## Problem to work on
Repeat each entry word for word.
===== Material provided
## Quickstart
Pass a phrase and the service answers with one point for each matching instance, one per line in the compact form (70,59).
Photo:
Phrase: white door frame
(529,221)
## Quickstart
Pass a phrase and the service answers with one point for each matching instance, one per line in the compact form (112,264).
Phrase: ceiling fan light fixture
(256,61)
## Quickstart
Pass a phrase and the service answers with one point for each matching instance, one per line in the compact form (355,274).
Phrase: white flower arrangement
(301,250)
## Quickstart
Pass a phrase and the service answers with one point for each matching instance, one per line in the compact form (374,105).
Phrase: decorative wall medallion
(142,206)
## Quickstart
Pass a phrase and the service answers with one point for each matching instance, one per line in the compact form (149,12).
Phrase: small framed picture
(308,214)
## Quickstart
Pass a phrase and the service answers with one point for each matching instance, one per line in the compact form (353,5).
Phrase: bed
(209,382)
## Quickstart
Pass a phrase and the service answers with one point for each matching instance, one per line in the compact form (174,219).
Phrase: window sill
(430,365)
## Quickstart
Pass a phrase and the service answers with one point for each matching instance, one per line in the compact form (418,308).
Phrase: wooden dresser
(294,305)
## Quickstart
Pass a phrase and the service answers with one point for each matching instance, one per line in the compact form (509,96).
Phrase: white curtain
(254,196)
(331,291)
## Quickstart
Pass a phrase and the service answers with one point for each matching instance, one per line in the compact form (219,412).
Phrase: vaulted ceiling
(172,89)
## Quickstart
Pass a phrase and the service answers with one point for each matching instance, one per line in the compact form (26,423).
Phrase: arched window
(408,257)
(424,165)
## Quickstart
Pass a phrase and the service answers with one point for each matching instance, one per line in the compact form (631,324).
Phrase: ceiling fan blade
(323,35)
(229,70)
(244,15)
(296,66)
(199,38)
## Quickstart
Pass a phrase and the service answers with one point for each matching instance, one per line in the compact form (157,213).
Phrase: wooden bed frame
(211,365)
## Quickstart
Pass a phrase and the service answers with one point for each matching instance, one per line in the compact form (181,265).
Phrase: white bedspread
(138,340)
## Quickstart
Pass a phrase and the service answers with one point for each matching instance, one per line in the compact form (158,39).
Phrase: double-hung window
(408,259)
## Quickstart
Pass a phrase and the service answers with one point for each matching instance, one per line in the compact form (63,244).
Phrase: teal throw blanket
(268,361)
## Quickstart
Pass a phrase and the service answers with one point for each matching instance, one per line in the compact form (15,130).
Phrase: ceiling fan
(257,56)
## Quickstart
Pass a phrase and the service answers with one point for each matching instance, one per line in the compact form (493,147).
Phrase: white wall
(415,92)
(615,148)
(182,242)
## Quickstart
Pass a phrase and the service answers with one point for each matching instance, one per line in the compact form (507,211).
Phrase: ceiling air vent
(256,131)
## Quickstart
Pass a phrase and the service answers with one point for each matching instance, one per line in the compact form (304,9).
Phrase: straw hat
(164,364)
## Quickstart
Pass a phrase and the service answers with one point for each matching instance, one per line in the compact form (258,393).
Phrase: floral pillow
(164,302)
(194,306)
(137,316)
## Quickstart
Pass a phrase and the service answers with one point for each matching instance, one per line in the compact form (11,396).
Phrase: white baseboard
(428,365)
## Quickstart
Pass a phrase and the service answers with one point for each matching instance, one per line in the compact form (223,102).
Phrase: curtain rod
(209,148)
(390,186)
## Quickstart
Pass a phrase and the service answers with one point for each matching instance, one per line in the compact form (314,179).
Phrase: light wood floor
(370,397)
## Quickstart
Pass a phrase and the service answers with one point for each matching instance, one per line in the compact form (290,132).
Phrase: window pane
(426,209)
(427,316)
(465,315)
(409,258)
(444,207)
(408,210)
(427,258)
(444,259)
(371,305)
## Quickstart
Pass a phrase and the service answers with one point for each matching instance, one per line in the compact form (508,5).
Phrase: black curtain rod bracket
==========
## Solved exercise
## Quickstart
Pass a phrase and the service answers with one point for each matching instance, one per line in the compact form (70,59).
Photo:
Phrase: white door frame
(529,221)
## Quickstart
Pass a phrase and the service answers with one point for each matching instance, one per line in the compact form (112,264).
Phrase: ceiling fan light fixture
(256,61)
## Quickstart
Pass a phrase and the service answers with one point for each matching instance, one per line in the compact form (355,274).
Phrase: white flower arrangement
(301,250)
## Quickstart
Pass a phrase and the service answers with one point for each matching instance, one per line in the compact form (374,105).
Phrase: decorative wall medallion
(142,206)
## Quickstart
Pass a phrase and the service answers with one point for each matching instance, one per line in the compact form (149,12).
Phrase: small framed picture
(308,214)
## Quickstart
Pass a phrase and the service answers with one point for each matching instance, one per line in the compact form (353,5).
Phrase: bed
(209,382)
## Quickstart
Pass a phrase and the service answers with one point for each matching instance, one per line in the compact form (174,219).
Phrase: window sill
(430,365)
## Quickstart
Pass a phrase and the service answers with one point for each matching instance, one per line in the compact form (418,308).
Phrase: wooden dresser
(294,305)
## Quickstart
Pass a phrase and the service answers with one point for each matching instance, one per line in the compact form (509,96).
Phrase: white curtain
(254,196)
(331,291)
## Quickstart
Pass a phrase and the service answers with one point for each matching instance, one per line in the compact form (219,412).
Phrase: vaulted ceiling
(172,89)
## Quickstart
Pass a phrase and the service answers with one point for each matching instance, one per line in the compact form (26,423).
Phrase: arched window
(408,257)
(424,165)
## Quickstart
Pass a phrase and the service answers with one point for each matching instance, one per line in the compact form (631,324).
Phrase: ceiling fan blade
(323,35)
(229,70)
(244,15)
(296,66)
(199,38)
## Quickstart
Pass a phrase and the service answers with one point for each matching instance, one per line in the compact form (157,213).
Phrase: wooden bed frame
(211,365)
## Quickstart
Pass a phrase and the service answers with one point for each matching instance, one per line in the compact form (181,265).
Phrase: white bedspread
(138,340)
## Quickstart
Pass a phrase and the service answers with one point for each matching instance, one per line in the compact form (158,39).
Phrase: double-hung window
(408,259)
## Quickstart
Pass a phrase and the service answers with one point for each matching instance, one per line in the compact form (63,244).
Phrase: teal throw blanket
(268,361)
## Quickstart
Pass a phrase and the service answers with one point for each matching instance, one per line in the compact form (15,130).
Phrase: ceiling fan
(257,56)
## Quickstart
Pass a phrase and the service answers with one point for each matching instance, one per line in the compact form (493,147).
Phrase: white wall
(415,92)
(615,148)
(182,242)
## Quickstart
Pass a phrase and the service answers with one point for each matching instance, one per line in the compact form (507,211).
Phrase: ceiling air vent
(256,131)
## Quickstart
Pass a phrase and the service answers with one point for each matching instance, one per line in the compact form (304,9).
Phrase: straw hat
(164,364)
## Quickstart
Pass a phrase and the service answers with one point for each matching instance, one per line in the compact form (258,393).
Phrase: floral pillow
(164,302)
(194,306)
(137,316)
## Quickstart
Pass a phrase and the service answers with one point for each matching instance, one per line in the compact form (11,396).
Phrase: white baseboard
(428,365)
## Quickstart
Pass a phrase and the service answers with one point for each matching instance, one per line in the compact form (223,102).
Phrase: curtain rod
(209,148)
(390,186)
## Quickstart
Pass a phrase and the service answers with one point for each matching instance, one per line in the compact form (314,179).
Phrase: light wood floor
(370,397)
## Quickstart
Pass a phrase and the service answers with one point for each matching instance, one per line in the compact form (290,132).
Phrase: window pane
(426,209)
(427,316)
(465,315)
(409,258)
(444,207)
(408,210)
(427,258)
(444,259)
(371,305)
## Quickstart
Pass a phrase and the service answers with one point for each matching instance, one per line in the compact form (508,5).
Phrase: black curtain rod bracket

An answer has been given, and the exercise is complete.